### Object point labels:

____

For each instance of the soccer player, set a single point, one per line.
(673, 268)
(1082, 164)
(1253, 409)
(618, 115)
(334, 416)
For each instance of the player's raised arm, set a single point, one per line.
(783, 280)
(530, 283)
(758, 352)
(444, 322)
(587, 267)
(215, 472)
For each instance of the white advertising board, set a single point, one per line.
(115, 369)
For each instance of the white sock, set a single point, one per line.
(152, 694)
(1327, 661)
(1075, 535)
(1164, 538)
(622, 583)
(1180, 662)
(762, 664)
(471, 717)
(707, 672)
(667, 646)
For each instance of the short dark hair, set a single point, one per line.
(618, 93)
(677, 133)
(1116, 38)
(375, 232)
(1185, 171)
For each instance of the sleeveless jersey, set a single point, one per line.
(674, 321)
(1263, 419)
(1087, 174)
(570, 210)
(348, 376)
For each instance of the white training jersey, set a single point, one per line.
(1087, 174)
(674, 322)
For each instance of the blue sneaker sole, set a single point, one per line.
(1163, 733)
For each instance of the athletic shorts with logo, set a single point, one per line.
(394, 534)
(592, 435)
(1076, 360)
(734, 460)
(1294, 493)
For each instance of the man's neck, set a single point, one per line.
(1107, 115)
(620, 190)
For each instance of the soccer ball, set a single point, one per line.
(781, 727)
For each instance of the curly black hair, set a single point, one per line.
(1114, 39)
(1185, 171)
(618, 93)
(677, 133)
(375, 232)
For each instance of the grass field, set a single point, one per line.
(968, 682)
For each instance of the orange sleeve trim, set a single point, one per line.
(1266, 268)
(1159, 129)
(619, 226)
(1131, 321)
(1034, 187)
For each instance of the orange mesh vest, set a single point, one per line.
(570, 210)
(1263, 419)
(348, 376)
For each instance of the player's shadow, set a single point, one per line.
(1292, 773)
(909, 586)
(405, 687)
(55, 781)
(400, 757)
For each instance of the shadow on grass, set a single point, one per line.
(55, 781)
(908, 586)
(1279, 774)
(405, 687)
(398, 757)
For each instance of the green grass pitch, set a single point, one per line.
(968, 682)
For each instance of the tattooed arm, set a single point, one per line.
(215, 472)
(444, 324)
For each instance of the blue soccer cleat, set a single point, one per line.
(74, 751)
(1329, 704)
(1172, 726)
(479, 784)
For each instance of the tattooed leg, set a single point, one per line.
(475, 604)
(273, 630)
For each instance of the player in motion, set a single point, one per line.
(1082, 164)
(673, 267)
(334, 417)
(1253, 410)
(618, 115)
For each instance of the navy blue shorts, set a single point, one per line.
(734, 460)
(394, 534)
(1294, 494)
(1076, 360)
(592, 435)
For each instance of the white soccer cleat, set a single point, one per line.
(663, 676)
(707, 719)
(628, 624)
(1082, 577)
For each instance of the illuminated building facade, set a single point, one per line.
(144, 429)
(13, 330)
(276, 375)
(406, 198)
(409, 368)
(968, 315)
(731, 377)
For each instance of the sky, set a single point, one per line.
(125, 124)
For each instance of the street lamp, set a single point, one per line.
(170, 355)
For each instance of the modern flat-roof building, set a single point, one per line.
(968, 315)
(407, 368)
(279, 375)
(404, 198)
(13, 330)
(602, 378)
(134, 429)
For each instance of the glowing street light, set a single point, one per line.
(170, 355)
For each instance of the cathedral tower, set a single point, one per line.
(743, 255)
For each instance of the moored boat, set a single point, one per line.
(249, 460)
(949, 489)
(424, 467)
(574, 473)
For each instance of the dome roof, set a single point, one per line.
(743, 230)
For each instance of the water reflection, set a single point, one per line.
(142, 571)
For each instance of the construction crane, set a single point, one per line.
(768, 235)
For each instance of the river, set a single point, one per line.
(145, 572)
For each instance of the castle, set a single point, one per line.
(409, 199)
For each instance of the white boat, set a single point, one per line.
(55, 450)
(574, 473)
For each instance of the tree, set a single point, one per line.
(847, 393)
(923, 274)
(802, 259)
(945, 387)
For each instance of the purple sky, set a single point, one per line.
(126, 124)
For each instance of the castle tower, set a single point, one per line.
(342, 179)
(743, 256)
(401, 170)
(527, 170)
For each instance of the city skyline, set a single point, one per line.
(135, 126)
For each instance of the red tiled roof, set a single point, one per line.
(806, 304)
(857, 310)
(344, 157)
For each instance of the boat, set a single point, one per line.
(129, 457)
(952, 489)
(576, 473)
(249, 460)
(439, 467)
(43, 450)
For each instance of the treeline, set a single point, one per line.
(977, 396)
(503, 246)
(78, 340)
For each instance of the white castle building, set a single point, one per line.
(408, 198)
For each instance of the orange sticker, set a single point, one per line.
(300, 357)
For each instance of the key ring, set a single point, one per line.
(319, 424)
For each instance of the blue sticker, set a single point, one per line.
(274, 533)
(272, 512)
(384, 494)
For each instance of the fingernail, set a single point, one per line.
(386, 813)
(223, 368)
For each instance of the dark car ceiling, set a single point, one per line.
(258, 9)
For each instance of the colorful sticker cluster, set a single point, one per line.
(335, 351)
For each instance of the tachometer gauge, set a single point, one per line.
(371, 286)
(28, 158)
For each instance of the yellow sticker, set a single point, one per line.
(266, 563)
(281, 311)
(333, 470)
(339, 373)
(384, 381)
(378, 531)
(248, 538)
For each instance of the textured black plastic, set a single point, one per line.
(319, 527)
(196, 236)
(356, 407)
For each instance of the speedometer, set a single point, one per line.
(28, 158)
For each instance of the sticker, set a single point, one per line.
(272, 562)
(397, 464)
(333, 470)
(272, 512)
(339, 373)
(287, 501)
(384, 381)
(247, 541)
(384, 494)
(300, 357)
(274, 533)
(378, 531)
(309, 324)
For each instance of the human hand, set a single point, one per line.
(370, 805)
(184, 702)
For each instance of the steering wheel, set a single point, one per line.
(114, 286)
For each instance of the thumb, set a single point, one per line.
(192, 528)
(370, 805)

____

### GOAL:
Copy the listing verbatim, starting at the line that contains "For each instance of the thumb, set" and continuing through the end of the listing.

### COMPLETE RESPONSE:
For each instance of the thumb, set a single point, one per line.
(192, 528)
(370, 805)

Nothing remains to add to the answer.